╭─ Text passage

And here below you can read a short history of the stories and how they came to be written 

THE STORY OF THE STORIES

 The Dead Aviatrix is an ebook published by Spineless Wonders in November 2017. It is the first book of short stories in the Spineless Wonders new Capsule Collection series.
The eight stories in The Dead Aviatrix are not obviously connected with each other by theme or character or plot, although because they originate in my imagination, they all reflect my interests and concerns. The ebook is a gathering of eight of my stories that have been recently published in various journals.
Here is an account of how the present collection came about:
The Story of the Stories
A few years ago I wanted to revise my book on writing, Dear Writer, and offer it as an ebook. I discovered the wonders of Spineless Wonders which was a small publisher specializing in ebooks. Dear Writer Revisited became an ebook, and Spineless Wonders also produced it in hard copy.
Since then, they have published my collection My Hearts Are Your Hearts, and in 2017 they began the Capsule Collections which are small collections of stories or poems produced solely as ebooks. They put eight of my new stories into a Capsule and this became The Dead Aviatrix, published in November 2017.
Every short story has its own history.
Story One : The Dead Aviatrix
The title story ‘The Dead Aviatrix’ was inspired by something that happened to me as the writer of a novel some years ago. It was an awful and troubling thing, and I wondered for a long time about how to write about it in a useful and interesting way. The narrative involved my surname and the surname of an Australian woman flier, and it was a story about publishing. Then one day I was reading online about the phenomenon of the Stratemeyer Syndicate, the first book-packager for children, and I found there a story with a woman flier in it, and I was captivated by the sentence:
The aviatrix sat looking on through all this tumult with a happy smile.
Something went Ping! and suddenly I had the story. Maybe the use of the term ‘aviatrix’ was what did it. A word very much of its time. Female aviator. Not a word that is safe to use seriously any more because it is unfashionable to characterize women workers as being separate from men workers. You are not supposed to say, for instance, ‘actress’. So ‘aviatrix’ was horribly un-PC. In particular I loved the ‘trix’ part of it; I just liked saying it. The character of the intern invented itself. Since I wrote the story, the matter of interns has become the subject of government and media attention.

╰─
╭─ Extracted entries

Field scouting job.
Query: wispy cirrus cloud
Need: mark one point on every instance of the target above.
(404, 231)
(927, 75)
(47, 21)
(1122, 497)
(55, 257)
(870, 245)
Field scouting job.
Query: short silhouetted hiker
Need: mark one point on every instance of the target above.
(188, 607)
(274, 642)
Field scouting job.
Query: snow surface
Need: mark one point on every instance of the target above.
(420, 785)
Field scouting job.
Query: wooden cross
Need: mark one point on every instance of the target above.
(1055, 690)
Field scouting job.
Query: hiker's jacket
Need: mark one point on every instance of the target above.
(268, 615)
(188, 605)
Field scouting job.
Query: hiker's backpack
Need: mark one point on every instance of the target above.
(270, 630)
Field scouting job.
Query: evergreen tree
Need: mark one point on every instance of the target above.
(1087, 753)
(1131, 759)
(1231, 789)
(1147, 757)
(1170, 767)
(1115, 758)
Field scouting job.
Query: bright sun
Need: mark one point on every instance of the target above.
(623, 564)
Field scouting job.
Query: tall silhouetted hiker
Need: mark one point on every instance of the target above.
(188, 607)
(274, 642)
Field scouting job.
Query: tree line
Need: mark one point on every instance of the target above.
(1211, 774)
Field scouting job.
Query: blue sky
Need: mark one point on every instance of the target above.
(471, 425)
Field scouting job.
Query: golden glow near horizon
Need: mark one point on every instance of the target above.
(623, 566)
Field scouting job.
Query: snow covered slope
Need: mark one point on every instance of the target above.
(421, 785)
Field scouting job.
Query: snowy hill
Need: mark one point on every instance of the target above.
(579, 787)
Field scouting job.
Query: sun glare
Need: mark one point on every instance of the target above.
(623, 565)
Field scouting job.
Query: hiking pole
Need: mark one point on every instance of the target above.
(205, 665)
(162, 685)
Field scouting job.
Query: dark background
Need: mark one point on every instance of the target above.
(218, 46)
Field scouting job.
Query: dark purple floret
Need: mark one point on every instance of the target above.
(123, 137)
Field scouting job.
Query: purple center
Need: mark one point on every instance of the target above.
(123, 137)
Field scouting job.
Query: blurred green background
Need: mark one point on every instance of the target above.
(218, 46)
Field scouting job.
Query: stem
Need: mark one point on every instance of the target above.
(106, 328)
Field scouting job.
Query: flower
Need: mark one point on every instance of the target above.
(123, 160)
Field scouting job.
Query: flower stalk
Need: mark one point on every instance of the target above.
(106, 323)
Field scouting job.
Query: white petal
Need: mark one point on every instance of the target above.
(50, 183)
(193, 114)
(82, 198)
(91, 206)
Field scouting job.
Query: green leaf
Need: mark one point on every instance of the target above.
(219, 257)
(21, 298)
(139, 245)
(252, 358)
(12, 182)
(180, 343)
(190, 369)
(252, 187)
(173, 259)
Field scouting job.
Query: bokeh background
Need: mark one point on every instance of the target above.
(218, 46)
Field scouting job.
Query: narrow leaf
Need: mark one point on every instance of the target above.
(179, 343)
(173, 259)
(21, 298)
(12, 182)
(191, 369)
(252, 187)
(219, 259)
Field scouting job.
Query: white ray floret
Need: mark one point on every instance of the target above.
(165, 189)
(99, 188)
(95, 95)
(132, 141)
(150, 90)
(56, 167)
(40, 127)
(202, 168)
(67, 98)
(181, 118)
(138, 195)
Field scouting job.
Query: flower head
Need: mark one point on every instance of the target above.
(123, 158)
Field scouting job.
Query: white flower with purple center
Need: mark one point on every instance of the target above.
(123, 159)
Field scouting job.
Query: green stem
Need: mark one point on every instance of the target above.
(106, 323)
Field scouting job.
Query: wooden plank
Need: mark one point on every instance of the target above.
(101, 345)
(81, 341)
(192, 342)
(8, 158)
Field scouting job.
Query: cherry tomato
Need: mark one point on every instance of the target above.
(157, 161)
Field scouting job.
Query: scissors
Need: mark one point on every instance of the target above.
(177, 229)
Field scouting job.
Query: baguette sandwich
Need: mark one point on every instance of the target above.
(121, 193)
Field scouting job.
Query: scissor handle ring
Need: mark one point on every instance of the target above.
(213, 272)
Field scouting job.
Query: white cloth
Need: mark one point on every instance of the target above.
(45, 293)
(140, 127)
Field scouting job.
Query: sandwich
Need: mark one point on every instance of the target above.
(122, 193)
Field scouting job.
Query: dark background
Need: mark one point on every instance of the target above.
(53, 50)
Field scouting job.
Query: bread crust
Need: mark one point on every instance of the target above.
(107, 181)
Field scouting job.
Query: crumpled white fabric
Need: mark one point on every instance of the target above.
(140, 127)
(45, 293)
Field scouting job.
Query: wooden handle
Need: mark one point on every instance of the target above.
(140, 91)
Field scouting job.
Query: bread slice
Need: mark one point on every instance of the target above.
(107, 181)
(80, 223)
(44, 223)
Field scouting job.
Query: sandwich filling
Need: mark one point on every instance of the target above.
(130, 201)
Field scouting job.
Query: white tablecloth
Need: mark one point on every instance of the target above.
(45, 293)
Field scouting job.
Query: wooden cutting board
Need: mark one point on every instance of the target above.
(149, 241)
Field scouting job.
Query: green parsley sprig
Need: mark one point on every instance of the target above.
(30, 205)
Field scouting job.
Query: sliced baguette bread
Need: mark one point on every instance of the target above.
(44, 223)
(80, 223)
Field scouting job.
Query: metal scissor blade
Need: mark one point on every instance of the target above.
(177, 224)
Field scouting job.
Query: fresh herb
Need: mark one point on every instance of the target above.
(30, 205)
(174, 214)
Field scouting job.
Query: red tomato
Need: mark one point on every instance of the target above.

╰─

**Given exercise 1:**
Which titles of the writer's own books does the passage on the history of the stories name?
**Given exercise 2:**
Can you quote the records word for word, starting at the very beginning of the records and ending at the line that contains "(1115, 758)", with both of those lines included?

**Written response 1:**
Dear Writer, Dear Writer Revisited, My Hearts Are Your Hearts, The Dead Aviatrix

**Written response 2:**
Field scouting job.
Query: wispy cirrus cloud
Need: mark one point on every instance of the target above.
(404, 231)
(927, 75)
(47, 21)
(1122, 497)
(55, 257)
(870, 245)
Field scouting job.
Query: short silhouetted hiker
Need: mark one point on every instance of the target above.
(188, 607)
(274, 642)
Field scouting job.
Query: snow surface
Need: mark one point on every instance of the target above.
(420, 785)
Field scouting job.
Query: wooden cross
Need: mark one point on every instance of the target above.
(1055, 690)
Field scouting job.
Query: hiker's jacket
Need: mark one point on every instance of the target above.
(268, 615)
(188, 605)
Field scouting job.
Query: hiker's backpack
Need: mark one point on every instance of the target above.
(270, 630)
Field scouting job.
Query: evergreen tree
Need: mark one point on every instance of the target above.
(1087, 753)
(1131, 759)
(1231, 789)
(1147, 757)
(1170, 767)
(1115, 758)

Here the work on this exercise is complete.